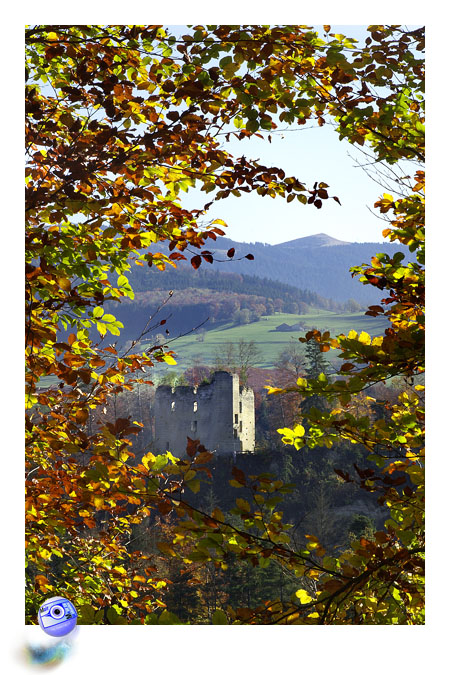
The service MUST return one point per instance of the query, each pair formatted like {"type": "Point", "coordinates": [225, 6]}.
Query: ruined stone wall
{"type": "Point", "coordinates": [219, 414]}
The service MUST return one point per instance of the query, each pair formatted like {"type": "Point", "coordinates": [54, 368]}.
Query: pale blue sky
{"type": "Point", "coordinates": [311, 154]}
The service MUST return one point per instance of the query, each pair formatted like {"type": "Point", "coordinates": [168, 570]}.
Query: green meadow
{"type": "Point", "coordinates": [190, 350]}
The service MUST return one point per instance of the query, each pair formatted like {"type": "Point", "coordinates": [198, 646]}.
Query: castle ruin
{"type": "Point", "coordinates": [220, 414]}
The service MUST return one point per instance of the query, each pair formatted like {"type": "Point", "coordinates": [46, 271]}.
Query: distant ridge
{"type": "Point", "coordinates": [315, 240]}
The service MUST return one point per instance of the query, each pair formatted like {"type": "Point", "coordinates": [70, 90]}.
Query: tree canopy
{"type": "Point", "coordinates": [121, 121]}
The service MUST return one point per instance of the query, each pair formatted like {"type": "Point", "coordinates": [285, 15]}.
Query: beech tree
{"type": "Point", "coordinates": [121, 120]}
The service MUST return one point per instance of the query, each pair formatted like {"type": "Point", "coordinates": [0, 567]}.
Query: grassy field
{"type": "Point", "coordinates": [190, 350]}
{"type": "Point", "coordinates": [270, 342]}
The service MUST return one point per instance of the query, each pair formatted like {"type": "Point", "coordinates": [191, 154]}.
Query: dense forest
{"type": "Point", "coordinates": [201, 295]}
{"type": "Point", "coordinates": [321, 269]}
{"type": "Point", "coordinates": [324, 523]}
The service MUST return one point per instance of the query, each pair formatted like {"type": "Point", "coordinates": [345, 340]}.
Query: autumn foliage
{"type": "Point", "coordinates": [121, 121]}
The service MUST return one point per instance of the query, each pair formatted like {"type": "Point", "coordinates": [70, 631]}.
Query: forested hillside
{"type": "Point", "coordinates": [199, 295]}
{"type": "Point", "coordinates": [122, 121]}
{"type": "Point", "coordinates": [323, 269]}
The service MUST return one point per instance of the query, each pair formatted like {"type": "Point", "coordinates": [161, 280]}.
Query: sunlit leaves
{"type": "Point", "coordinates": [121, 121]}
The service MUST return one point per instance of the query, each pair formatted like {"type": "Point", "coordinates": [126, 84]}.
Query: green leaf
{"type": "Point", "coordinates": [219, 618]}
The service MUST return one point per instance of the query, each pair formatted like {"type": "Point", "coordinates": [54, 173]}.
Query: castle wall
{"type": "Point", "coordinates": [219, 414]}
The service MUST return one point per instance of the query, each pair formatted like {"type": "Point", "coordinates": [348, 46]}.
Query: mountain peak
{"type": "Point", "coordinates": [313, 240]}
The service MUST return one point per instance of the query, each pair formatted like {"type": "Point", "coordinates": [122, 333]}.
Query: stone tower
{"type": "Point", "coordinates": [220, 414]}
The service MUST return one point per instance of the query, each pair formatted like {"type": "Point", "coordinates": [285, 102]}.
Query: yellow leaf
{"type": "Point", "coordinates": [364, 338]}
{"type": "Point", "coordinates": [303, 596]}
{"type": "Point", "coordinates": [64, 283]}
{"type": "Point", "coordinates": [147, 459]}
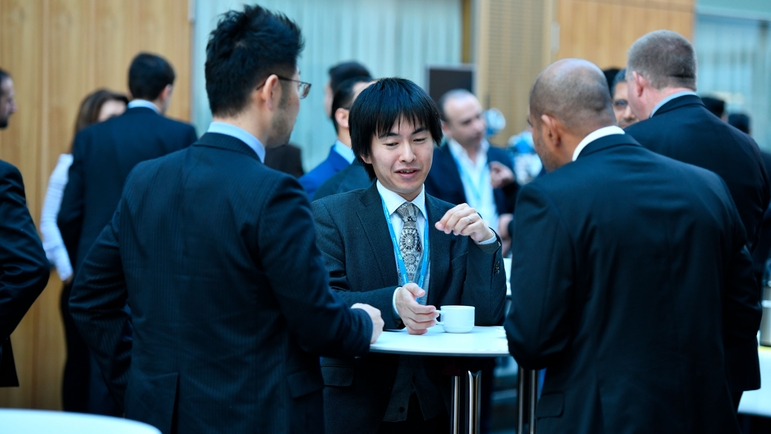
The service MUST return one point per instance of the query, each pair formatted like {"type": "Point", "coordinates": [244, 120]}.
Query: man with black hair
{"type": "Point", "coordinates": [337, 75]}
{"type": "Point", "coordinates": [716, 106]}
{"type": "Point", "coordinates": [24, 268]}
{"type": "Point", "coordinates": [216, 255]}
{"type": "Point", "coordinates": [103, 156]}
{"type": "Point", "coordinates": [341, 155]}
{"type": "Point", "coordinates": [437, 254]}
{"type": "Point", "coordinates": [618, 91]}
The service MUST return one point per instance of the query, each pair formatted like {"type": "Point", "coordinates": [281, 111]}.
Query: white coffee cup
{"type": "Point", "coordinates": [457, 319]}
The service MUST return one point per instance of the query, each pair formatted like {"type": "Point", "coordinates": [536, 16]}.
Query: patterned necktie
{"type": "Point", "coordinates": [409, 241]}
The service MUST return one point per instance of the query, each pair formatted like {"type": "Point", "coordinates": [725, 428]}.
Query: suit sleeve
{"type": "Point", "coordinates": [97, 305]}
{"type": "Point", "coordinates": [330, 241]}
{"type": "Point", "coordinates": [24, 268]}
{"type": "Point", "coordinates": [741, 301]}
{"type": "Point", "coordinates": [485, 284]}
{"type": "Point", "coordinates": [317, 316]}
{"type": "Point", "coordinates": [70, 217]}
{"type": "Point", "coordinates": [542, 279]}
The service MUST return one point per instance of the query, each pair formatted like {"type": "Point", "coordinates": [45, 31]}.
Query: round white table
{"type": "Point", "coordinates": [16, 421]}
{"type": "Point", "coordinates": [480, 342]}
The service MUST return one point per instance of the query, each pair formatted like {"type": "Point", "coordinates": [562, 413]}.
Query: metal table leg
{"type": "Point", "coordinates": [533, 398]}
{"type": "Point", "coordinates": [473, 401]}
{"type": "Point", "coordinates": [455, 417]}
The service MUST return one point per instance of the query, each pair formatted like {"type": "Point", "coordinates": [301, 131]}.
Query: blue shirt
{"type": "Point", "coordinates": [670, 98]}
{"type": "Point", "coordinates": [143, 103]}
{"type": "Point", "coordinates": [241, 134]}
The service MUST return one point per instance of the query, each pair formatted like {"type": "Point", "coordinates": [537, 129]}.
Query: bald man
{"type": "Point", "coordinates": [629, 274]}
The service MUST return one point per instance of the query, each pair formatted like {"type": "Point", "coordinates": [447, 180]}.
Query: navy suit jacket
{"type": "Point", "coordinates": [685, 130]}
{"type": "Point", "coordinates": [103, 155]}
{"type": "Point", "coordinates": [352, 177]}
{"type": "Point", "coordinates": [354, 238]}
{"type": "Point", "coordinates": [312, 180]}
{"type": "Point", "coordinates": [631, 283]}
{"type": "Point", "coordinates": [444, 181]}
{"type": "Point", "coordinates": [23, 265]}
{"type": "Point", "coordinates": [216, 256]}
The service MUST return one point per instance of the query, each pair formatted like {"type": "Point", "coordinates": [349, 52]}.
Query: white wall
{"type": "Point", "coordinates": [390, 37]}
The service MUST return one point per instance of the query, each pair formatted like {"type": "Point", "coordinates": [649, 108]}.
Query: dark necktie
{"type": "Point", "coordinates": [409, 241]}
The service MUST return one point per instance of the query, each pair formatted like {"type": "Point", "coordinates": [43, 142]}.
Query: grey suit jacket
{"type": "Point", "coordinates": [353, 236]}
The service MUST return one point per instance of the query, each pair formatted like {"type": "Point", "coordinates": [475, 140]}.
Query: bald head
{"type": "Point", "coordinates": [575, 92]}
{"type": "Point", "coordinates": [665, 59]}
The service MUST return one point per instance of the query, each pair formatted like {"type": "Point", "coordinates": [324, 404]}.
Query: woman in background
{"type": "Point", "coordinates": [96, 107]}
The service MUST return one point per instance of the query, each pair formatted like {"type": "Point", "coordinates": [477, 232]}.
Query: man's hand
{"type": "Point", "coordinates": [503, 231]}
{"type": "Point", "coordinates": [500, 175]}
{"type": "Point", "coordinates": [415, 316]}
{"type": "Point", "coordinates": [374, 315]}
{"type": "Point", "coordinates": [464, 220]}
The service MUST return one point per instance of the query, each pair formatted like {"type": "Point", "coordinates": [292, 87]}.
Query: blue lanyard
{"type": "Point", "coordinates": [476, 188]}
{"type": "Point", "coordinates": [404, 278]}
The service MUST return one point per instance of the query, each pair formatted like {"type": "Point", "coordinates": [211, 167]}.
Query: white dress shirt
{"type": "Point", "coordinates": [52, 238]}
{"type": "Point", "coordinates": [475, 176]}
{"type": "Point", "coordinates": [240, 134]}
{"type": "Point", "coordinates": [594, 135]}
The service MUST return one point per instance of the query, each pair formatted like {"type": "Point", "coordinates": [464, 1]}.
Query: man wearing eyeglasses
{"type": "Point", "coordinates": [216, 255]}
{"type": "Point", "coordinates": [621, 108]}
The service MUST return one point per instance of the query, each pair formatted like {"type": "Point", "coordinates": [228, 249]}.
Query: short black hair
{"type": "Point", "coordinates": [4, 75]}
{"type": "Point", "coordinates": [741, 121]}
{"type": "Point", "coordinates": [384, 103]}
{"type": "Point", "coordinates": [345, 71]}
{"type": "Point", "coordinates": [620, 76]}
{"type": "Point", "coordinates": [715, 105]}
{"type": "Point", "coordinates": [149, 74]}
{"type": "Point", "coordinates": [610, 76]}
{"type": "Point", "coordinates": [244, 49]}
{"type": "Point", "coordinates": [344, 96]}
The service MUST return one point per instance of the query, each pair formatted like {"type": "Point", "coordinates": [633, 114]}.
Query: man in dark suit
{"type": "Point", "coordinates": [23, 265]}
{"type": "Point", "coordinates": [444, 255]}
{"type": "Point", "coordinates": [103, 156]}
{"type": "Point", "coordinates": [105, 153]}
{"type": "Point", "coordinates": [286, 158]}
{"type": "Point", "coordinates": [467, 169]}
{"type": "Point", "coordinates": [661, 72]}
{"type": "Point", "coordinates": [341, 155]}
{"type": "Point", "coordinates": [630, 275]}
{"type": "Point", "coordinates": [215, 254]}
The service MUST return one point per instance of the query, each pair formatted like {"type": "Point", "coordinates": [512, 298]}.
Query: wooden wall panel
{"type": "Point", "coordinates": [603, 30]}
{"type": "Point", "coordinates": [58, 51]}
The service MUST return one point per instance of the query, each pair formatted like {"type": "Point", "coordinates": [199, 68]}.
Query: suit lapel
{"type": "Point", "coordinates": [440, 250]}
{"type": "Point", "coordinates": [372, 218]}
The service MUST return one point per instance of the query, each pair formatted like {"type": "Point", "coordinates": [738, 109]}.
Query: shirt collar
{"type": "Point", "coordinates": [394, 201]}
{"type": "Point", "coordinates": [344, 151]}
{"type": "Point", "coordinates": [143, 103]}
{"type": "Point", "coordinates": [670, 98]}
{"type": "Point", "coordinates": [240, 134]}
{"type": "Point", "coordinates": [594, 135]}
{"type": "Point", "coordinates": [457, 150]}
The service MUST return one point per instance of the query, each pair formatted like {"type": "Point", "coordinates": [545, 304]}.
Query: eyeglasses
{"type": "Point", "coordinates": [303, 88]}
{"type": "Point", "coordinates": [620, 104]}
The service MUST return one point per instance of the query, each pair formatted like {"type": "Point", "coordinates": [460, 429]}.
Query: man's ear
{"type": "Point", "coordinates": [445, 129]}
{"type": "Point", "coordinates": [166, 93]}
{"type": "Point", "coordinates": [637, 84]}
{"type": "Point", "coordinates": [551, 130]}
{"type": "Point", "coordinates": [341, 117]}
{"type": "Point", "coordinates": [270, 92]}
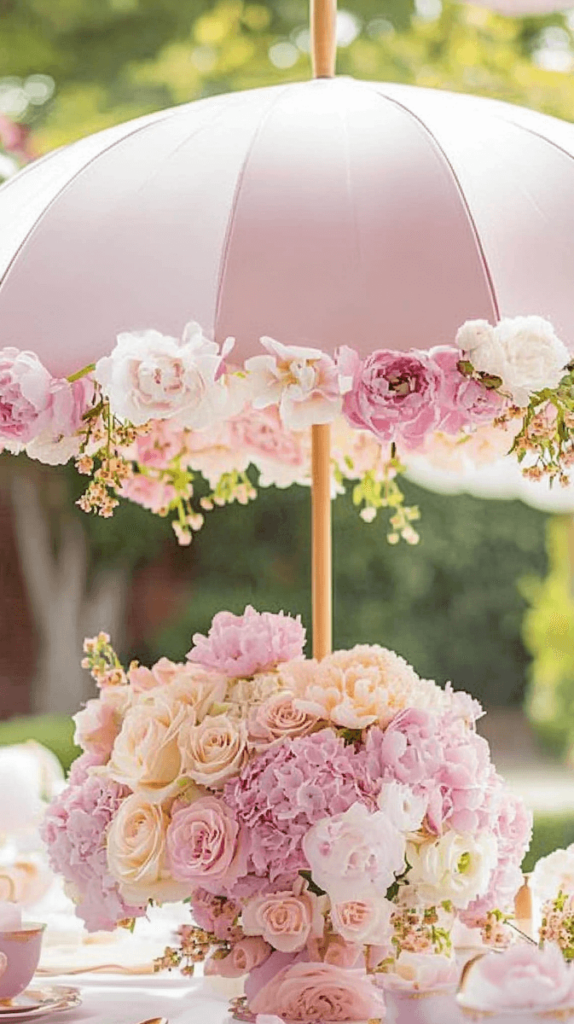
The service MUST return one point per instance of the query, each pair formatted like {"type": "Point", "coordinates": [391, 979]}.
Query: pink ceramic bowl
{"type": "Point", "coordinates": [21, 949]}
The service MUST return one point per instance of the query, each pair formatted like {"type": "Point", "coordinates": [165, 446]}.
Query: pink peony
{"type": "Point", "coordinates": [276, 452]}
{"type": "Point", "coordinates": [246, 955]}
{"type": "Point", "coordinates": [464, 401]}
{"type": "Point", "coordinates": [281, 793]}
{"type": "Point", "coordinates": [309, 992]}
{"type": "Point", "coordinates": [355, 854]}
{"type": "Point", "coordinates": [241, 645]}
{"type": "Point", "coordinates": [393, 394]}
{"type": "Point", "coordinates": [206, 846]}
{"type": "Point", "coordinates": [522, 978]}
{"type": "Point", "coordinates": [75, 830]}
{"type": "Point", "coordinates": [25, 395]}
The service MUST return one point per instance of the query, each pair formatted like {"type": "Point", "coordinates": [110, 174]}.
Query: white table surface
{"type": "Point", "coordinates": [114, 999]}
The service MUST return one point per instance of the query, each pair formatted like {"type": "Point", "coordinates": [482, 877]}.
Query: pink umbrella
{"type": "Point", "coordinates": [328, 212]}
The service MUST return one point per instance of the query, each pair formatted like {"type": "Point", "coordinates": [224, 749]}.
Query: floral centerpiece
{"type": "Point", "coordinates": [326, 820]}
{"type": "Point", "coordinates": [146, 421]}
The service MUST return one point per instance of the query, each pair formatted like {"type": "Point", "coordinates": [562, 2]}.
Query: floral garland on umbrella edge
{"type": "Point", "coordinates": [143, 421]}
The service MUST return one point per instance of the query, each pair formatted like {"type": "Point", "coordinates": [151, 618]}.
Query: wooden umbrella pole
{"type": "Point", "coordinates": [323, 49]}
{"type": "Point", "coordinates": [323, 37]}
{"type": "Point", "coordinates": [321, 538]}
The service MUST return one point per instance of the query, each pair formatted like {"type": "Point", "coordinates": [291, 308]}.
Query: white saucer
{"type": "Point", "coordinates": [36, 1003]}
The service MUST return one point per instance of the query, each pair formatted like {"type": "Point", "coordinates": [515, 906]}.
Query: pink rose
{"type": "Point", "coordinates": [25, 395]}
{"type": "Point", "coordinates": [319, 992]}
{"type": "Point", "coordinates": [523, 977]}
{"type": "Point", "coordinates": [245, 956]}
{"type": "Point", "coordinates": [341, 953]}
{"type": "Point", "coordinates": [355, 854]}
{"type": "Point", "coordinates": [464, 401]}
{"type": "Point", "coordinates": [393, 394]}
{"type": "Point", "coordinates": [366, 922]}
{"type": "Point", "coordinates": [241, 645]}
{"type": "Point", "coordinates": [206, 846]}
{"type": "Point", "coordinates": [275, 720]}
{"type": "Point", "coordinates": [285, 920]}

WHAT NEEDS TO BE DONE: List every line of the records above that contains the string "white", copying each line in full.

RESPONSE:
Query: white coffee cup
Query: round white table
Query: white wall
Query: white dress shirt
Query: white table surface
Query: white saucer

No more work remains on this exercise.